Exercise. Repeat each entry as written and leave the images out of the copy.

Source records.

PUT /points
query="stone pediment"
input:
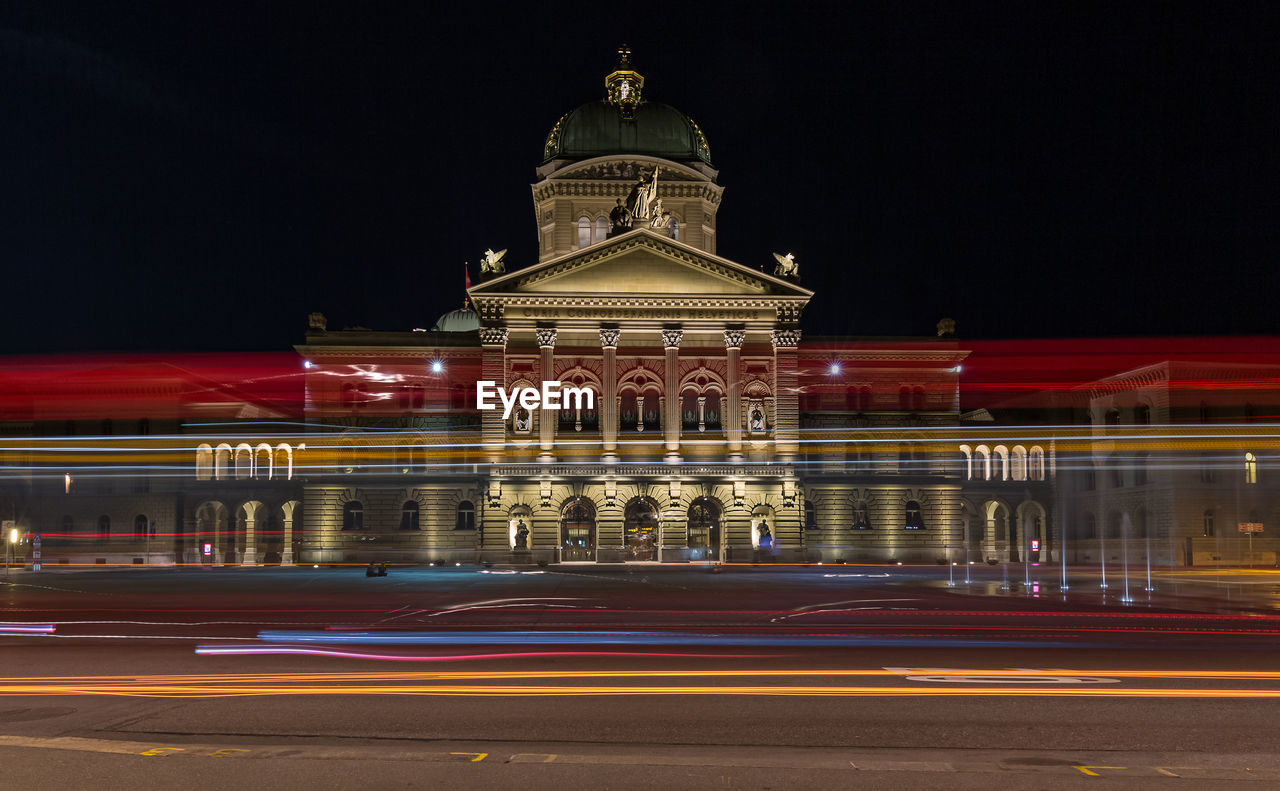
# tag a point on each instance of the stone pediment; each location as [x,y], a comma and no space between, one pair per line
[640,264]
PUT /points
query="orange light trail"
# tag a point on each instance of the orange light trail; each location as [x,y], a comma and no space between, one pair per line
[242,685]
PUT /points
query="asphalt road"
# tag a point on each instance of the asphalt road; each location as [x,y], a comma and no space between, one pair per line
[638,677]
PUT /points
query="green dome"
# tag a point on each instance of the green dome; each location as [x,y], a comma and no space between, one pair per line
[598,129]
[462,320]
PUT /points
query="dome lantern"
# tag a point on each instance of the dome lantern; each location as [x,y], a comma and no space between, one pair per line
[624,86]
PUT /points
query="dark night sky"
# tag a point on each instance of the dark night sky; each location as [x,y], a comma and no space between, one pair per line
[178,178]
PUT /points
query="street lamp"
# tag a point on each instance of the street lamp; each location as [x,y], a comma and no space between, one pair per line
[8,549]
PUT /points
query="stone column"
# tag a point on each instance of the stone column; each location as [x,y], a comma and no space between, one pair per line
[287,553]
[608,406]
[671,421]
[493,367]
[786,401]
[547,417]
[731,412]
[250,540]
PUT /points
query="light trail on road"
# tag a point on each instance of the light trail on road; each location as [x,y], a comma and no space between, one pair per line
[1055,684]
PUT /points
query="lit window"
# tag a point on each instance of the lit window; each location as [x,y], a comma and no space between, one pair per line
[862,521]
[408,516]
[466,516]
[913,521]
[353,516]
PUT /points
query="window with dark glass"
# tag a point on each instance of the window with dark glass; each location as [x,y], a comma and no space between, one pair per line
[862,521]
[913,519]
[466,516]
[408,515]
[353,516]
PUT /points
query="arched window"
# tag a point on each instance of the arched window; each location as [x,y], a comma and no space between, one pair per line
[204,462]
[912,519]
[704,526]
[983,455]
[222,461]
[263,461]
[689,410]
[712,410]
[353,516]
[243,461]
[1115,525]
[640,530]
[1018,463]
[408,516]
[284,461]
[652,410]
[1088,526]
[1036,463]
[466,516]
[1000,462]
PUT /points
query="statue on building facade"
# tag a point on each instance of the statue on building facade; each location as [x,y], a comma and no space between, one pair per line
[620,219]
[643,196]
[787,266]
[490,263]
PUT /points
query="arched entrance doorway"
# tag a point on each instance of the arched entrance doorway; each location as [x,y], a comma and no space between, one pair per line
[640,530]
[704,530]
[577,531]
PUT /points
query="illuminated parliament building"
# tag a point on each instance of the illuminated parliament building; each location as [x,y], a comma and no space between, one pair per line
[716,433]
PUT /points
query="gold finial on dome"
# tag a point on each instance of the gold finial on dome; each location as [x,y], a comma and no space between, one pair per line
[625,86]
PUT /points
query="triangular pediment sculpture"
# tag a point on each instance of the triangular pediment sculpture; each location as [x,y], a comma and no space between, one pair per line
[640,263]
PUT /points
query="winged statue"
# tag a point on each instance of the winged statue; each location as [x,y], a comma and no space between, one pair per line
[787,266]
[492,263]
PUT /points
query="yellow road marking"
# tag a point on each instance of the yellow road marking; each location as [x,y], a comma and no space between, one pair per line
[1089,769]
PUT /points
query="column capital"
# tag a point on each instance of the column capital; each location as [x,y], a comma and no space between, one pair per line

Answer to this problem.
PUT /points
query="stone pediment"
input:
# tag a point on each instance of the stone pediment; each location as [x,y], a comma and no space between, one pair per line
[640,264]
PUT /points
query="orange light trail"
# tag a point on each instance of the orange light trail; each location as [x,y], a comma and no space between, one pair per line
[242,685]
PUT /points
query="asphalt road"
# tag a point on each instance of the asphalt road; each location as [x,y], a comma and no space between, one pair per line
[638,677]
PUT /points
query="green dome"
# tag a point on each instance of the green dome; each location as [x,y], a comma and no space between, one pair per line
[598,129]
[462,320]
PUT /points
query="dome lantern"
# tag a point on each instance of the dome lantern; each location as [x,y], a comma and no space between, one pair per line
[624,86]
PUT /points
query="dark night sky"
# tag a point on each instance of the dark night sky; each location as [x,y], a comma and no space between, one pair per line
[178,178]
PUT /points
query="street lamp"
# tag a point on each instance of the street lamp; each location as [x,y], a comma and no space between, one pair per line
[8,549]
PUT /points
query="stone column"
# tag a point on each instance of the stone column; each location as [x,y], a comma and no space between, one pair per line
[287,553]
[608,406]
[671,421]
[493,367]
[786,401]
[547,417]
[731,412]
[250,540]
PUT /points
query="light trail on road"
# tag a point on each instance of the light trail on road; each location as [x,y], a comma and no space between, one pair per line
[1055,684]
PUT /points
query="lit window"
# tag a point on each instance of the lit window; each location as [x,y], a comma and no space between, one pair per line
[862,521]
[408,516]
[466,516]
[913,521]
[353,516]
PUT /points
query="window with dark glass"
# tag a point on each instance of the window with dark glass; each location as [x,y], a comma and no space between, one pair per line
[862,521]
[913,519]
[466,516]
[408,515]
[353,516]
PUT /points
query="arched window"
# tag a point on each instance of the arched window; each location as [x,y], a comma and no space between, one pair per line
[204,462]
[912,519]
[704,526]
[983,455]
[222,461]
[263,461]
[689,410]
[712,410]
[353,516]
[243,461]
[1115,525]
[640,530]
[1018,463]
[408,516]
[284,461]
[652,410]
[1088,526]
[1036,463]
[466,516]
[1000,462]
PUT /points
query="statue on building facade"
# tag a point on each instance of the statue on building facade; each location as [x,y], a comma and no space between, one pair per line
[620,219]
[643,196]
[787,266]
[490,263]
PUT /points
query="arched entrance doorway"
# tag a point on each instance of the arched entrance doorway; each location as [x,y], a comma and no space between, one pair per line
[640,530]
[704,530]
[577,531]
PUT /points
query="illuminated parliament building"
# tag a point on each instance of the illuminated parliament building; each location as [x,y], a comma and no space between, one pair per line
[716,433]
PUT /points
query="gold finial on dome"
# tag a point on each instance of the gold finial on dome; each location as [x,y], a comma and no space between, one pair per line
[625,86]
PUT /points
query="triangular pediment sculpture"
# tag a point on each instance of the triangular pediment sculpture; each location as [x,y], a comma and no space between, one pair per line
[640,263]
PUT /points
query="winged statue"
# tag a point on each instance of the winged statue; each location as [x,y], a comma and no space between, one pair per line
[787,266]
[492,263]
PUT /points
query="yellow road marking"
# tag a point on each instance of the yellow road marking; each location as [x,y], a comma and no space between, one pair per line
[1089,769]
PUT /points
query="column capital"
# tag a point on each instance of the column capital; each location as [x,y], a comma and no space between, one pair per line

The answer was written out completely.